Exercise input:
"""

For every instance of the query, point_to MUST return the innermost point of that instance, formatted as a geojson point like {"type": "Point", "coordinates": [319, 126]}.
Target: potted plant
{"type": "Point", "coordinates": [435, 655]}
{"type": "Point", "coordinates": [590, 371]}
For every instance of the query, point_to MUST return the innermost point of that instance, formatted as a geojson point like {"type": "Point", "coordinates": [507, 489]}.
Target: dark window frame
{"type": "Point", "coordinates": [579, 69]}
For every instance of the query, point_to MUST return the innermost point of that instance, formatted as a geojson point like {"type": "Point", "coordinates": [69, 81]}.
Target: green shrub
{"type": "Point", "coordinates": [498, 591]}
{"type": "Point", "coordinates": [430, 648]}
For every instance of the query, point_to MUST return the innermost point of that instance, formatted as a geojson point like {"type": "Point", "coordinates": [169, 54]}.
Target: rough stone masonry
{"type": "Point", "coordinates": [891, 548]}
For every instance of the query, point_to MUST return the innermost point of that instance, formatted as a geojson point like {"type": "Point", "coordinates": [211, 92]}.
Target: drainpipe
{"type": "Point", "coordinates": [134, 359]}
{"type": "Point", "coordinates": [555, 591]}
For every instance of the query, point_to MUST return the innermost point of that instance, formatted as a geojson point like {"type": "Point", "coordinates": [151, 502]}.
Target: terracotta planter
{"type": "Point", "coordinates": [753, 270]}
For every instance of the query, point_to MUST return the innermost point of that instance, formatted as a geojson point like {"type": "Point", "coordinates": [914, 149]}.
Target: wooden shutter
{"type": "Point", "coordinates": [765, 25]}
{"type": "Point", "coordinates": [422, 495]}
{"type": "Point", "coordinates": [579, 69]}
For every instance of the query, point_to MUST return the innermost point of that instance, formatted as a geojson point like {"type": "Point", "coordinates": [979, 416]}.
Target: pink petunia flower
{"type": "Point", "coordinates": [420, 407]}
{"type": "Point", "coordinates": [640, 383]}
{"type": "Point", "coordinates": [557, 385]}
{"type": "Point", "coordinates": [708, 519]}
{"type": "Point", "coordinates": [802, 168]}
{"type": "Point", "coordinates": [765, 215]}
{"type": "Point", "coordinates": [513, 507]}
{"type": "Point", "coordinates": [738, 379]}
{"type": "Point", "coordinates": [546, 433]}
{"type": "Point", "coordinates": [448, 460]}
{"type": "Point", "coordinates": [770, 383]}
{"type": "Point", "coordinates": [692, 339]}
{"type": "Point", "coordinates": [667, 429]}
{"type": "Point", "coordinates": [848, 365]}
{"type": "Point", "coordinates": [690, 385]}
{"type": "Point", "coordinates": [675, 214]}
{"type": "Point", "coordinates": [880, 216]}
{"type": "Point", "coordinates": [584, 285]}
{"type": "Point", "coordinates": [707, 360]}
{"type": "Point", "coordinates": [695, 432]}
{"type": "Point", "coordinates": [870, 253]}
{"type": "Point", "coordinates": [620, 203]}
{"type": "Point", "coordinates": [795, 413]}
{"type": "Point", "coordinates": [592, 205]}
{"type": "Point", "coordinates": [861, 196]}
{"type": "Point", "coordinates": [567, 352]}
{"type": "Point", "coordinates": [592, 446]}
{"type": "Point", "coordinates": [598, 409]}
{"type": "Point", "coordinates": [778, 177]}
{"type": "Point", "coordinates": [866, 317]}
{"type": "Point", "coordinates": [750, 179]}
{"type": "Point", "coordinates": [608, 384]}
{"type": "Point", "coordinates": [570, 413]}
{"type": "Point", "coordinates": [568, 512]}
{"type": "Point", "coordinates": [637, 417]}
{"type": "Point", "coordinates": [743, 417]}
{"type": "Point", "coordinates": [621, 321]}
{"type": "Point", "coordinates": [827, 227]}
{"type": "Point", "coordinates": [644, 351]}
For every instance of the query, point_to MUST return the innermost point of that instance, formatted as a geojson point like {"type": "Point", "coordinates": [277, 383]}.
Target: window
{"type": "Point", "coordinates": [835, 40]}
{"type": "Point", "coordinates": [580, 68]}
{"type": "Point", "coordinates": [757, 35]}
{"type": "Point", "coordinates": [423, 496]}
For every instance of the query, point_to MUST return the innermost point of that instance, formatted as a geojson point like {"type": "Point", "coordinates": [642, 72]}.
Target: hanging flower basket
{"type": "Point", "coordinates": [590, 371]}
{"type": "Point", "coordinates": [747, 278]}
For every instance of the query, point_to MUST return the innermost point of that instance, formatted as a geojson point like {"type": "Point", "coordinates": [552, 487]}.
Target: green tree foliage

"""

Task: Reproduce every line of the data verbatim.

Written solution:
For every instance of the query, point_to MUST return the innermost point of that instance, formatted as a geojson point like {"type": "Point", "coordinates": [319, 126]}.
Target: potted plant
{"type": "Point", "coordinates": [435, 655]}
{"type": "Point", "coordinates": [590, 371]}
For every instance of the query, point_to MUST return the innermost point of that instance, formatted as a geojson point like {"type": "Point", "coordinates": [507, 489]}.
Target: dark window frame
{"type": "Point", "coordinates": [579, 69]}
For every instance of the query, point_to MUST return the innermost point of that instance, formatted as a geojson point like {"type": "Point", "coordinates": [69, 81]}.
Target: green shrub
{"type": "Point", "coordinates": [498, 591]}
{"type": "Point", "coordinates": [430, 648]}
For every instance of the query, point_to MUST return the innermost point of that instance, formatted as a geojson point like {"type": "Point", "coordinates": [169, 54]}.
Target: rough stone masonry
{"type": "Point", "coordinates": [891, 548]}
For every instance of the query, point_to MUST return the innermost point of that instance, formatted as a geojson point like {"type": "Point", "coordinates": [211, 92]}.
Target: drainpipe
{"type": "Point", "coordinates": [134, 359]}
{"type": "Point", "coordinates": [555, 591]}
For every instance of the query, point_to MUST return the innermost point of that instance, formatted as a geojson point like {"type": "Point", "coordinates": [151, 502]}.
Target: terracotta planter
{"type": "Point", "coordinates": [753, 270]}
For every instance of the query, point_to MUST return the innermost point of that instance, formatted as a geojson point like {"type": "Point", "coordinates": [914, 149]}.
Target: wooden shutter
{"type": "Point", "coordinates": [765, 25]}
{"type": "Point", "coordinates": [422, 495]}
{"type": "Point", "coordinates": [579, 69]}
For every instance of the query, point_to MUST return the innermost point of that instance, formatted as a geojson point like {"type": "Point", "coordinates": [979, 416]}.
Target: pink petunia flower
{"type": "Point", "coordinates": [420, 407]}
{"type": "Point", "coordinates": [640, 383]}
{"type": "Point", "coordinates": [557, 385]}
{"type": "Point", "coordinates": [708, 519]}
{"type": "Point", "coordinates": [802, 168]}
{"type": "Point", "coordinates": [765, 215]}
{"type": "Point", "coordinates": [513, 507]}
{"type": "Point", "coordinates": [738, 379]}
{"type": "Point", "coordinates": [546, 433]}
{"type": "Point", "coordinates": [448, 460]}
{"type": "Point", "coordinates": [770, 383]}
{"type": "Point", "coordinates": [692, 339]}
{"type": "Point", "coordinates": [667, 429]}
{"type": "Point", "coordinates": [848, 365]}
{"type": "Point", "coordinates": [690, 385]}
{"type": "Point", "coordinates": [675, 214]}
{"type": "Point", "coordinates": [880, 216]}
{"type": "Point", "coordinates": [584, 285]}
{"type": "Point", "coordinates": [707, 360]}
{"type": "Point", "coordinates": [695, 432]}
{"type": "Point", "coordinates": [870, 253]}
{"type": "Point", "coordinates": [620, 203]}
{"type": "Point", "coordinates": [795, 413]}
{"type": "Point", "coordinates": [592, 205]}
{"type": "Point", "coordinates": [861, 196]}
{"type": "Point", "coordinates": [567, 352]}
{"type": "Point", "coordinates": [592, 446]}
{"type": "Point", "coordinates": [598, 409]}
{"type": "Point", "coordinates": [778, 177]}
{"type": "Point", "coordinates": [866, 317]}
{"type": "Point", "coordinates": [750, 179]}
{"type": "Point", "coordinates": [608, 384]}
{"type": "Point", "coordinates": [570, 413]}
{"type": "Point", "coordinates": [568, 512]}
{"type": "Point", "coordinates": [637, 417]}
{"type": "Point", "coordinates": [743, 417]}
{"type": "Point", "coordinates": [621, 321]}
{"type": "Point", "coordinates": [827, 227]}
{"type": "Point", "coordinates": [644, 351]}
For every instance of the query, point_to MUST return the innermost point of that instance, formatted as a geojson point like {"type": "Point", "coordinates": [277, 383]}.
Target: window
{"type": "Point", "coordinates": [835, 40]}
{"type": "Point", "coordinates": [580, 68]}
{"type": "Point", "coordinates": [757, 35]}
{"type": "Point", "coordinates": [423, 496]}
For every instance of the query, point_to MUST return the innermost point of that instance, formatted as a geojson point like {"type": "Point", "coordinates": [642, 72]}.
Target: hanging flower basket
{"type": "Point", "coordinates": [590, 371]}
{"type": "Point", "coordinates": [747, 278]}
For every instance of the query, point_to MUST return the innermost point of that instance, formatted as a geojson point like {"type": "Point", "coordinates": [552, 487]}.
Target: green tree foliage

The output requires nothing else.